__SET PROBLEM 1__.
Repeat word for word the section of the EPA rule excerpt below, starting at "It is important" and ending at "January 1, 2014.".

__READING PASSAGE__.

______

See Section II.A.2 and II.A.3 for additional discussion on this topic.
    EPA is also clarifying the difference between the application 
requirements and the approval criteria for BAMM extensions in subpart 
I. The application requirements are contained in 40 CFR 
98.94(a)(4)(ii), and the approval criteria appear in 40 CFR 
98.94(a)(4)(iii). With regard to approval, the rule states, ``To obtain 
approval, the owner or operator must demonstrate that by December 31, 
2011 (or in the case of facilities that are required to calculate and 
report emissions in accordance with Sec.  98.93(a)(2)(ii)(A), December 
31, 2012), it is not reasonably feasible to acquire, install, or 
operate the required piece of monitoring equipment according to the 
requirements of this subpart.'' Given today's final rule to allow the 
largest semiconductor manufacturing facilities to use default emission 
factors to estimate emissions for the plasma etching process type 
during an interim period, EPA doesn't anticipate receiving any requests 
for the use of BAMM for recipe-specific emission factors. If there are 
facilities that are unable to meet the requirements for other 
monitoring or QA/QC aspects of subpart I in 2012 or beyond, then they 
should apply for BAMM for the period they believe to be necessary and 
EPA will evaluate whether to allow the use of BAMM and for how long. In 
some instances, EPA anticipates that facilities will come into 
compliance with the requirements quickly; for others, EPA understands 
that facilities may wish to use BAMM while EPA considers alternatives. 
It is important to note that EPA does not anticipate approving the use 
of BAMM for current subpart I provisions beyond the time that EPA 
promulgates a final rule with alternative methodologies. As stated in 
previous paragraphs of this section, we anticipate issuing a revised 
rule by January 1, 2014.

B. Summary of Comments and Responses

    EPA received comments from five entities. In general, all 
commenters supported EPA's proposal to allow the largest semiconductor 
manufacturing facilities to use default emission factors to estimate 
fluorinated GHG emissions for the plasma etching process type for 2011 
and 2012, and requested that EPA extend the use of defaults through 
December 31, 2013. The comments are addressed in more detail below.

______

Position annotation records
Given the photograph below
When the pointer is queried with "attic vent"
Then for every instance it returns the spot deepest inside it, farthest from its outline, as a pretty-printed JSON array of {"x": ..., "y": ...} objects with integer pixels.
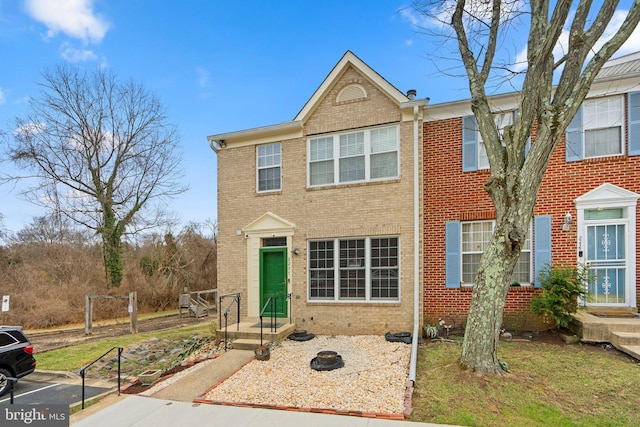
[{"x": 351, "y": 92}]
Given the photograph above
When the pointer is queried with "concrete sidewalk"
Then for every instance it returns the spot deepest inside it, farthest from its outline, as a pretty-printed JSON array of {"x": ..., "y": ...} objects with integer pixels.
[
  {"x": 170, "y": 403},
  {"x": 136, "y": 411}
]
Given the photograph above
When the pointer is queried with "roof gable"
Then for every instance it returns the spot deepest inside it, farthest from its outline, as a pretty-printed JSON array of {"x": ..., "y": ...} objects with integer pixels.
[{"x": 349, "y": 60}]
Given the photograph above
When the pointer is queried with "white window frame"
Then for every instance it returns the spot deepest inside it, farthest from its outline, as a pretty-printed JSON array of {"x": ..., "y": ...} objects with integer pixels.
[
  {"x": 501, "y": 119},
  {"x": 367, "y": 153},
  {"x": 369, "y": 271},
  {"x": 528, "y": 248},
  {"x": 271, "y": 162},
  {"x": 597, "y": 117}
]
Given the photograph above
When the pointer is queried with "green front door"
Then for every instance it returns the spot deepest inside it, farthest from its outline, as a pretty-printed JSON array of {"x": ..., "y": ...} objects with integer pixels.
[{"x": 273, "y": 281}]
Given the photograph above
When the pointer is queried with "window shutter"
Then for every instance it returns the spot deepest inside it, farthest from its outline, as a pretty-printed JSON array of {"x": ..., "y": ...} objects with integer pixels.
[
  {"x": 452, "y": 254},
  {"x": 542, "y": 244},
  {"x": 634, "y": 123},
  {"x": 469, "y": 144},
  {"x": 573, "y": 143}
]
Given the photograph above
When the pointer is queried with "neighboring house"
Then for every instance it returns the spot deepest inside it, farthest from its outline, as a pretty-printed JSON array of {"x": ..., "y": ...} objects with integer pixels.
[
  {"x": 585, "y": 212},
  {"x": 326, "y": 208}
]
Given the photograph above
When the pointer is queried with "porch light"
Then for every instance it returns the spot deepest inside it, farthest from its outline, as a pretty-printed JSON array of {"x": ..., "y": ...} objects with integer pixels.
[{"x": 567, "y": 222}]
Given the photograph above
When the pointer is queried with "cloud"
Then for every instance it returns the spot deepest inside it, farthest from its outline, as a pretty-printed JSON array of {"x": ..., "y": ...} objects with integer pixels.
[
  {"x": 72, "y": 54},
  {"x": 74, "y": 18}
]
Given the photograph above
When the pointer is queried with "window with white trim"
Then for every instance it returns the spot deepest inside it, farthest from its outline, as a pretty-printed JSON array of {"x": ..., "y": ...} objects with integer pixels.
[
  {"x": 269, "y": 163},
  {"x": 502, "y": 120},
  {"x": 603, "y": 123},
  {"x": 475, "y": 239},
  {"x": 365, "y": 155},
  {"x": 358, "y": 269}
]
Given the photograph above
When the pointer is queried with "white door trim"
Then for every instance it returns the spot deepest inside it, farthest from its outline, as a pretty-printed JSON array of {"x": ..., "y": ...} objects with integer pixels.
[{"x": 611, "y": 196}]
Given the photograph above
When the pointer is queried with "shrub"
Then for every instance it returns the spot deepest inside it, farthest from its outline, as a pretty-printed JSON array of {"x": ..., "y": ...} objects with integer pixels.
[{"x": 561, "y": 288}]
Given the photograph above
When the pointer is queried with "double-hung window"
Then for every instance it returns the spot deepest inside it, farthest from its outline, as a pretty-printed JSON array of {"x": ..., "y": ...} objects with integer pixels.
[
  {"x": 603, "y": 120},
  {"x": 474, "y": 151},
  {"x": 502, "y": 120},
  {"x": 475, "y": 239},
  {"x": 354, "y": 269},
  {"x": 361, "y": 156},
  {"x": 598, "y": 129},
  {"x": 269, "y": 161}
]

______

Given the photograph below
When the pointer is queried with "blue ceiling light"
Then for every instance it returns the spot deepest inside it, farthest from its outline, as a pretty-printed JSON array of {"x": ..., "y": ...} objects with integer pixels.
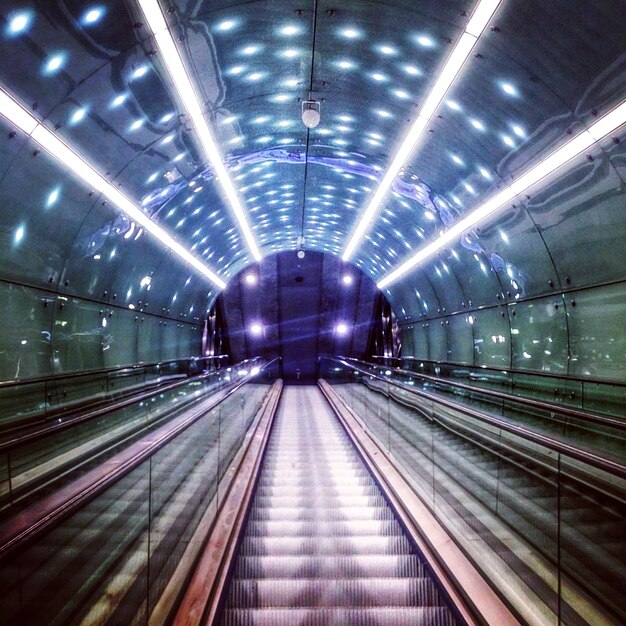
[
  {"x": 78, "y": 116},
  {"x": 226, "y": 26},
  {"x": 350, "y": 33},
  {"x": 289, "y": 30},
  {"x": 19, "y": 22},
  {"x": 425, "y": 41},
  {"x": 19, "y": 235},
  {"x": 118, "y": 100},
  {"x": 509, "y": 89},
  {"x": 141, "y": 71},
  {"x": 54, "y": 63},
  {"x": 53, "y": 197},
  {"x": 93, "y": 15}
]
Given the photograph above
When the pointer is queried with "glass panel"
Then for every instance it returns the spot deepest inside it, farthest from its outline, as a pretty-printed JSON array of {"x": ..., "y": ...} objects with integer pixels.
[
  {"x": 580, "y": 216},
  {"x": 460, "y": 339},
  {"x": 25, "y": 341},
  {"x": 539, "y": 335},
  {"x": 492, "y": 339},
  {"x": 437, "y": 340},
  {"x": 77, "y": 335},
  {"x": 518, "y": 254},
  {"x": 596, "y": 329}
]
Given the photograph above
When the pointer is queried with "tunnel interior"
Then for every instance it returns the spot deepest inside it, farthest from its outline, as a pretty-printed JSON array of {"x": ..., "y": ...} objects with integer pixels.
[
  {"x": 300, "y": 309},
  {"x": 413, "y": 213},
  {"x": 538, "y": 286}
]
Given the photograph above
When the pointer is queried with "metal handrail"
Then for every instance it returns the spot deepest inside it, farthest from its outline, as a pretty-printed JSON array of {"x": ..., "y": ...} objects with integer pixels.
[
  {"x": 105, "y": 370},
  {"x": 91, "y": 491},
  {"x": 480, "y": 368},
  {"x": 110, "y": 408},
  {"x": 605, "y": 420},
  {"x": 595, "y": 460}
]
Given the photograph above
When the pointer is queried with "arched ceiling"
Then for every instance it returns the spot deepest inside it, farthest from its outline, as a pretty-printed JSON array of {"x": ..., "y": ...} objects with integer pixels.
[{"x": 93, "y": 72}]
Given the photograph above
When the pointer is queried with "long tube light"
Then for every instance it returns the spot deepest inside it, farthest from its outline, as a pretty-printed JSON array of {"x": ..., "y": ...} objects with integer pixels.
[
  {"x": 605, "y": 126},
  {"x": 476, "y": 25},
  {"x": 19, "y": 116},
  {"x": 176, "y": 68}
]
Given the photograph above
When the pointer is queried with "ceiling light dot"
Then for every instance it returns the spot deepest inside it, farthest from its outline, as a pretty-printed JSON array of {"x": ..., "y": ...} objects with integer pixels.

______

__SET PROBLEM 2__.
Select every line of the records above that contains the string "light", and copy those lines. Case counts.

__WRITTEN SOLUTION 1__.
It is important to note that EPA does not anticipate approving the use 
of BAMM for current subpart I provisions beyond the time that EPA 
promulgates a final rule with alternative methodologies. As stated in 
previous paragraphs of this section, we anticipate issuing a revised 
rule by January 1, 2014.

__WRITTEN SOLUTION 2__.
When the pointer is queried with "porch light"
When the pointer is queried with "blue ceiling light"
When the pointer is queried with "long tube light"
When the pointer is queried with "ceiling light dot"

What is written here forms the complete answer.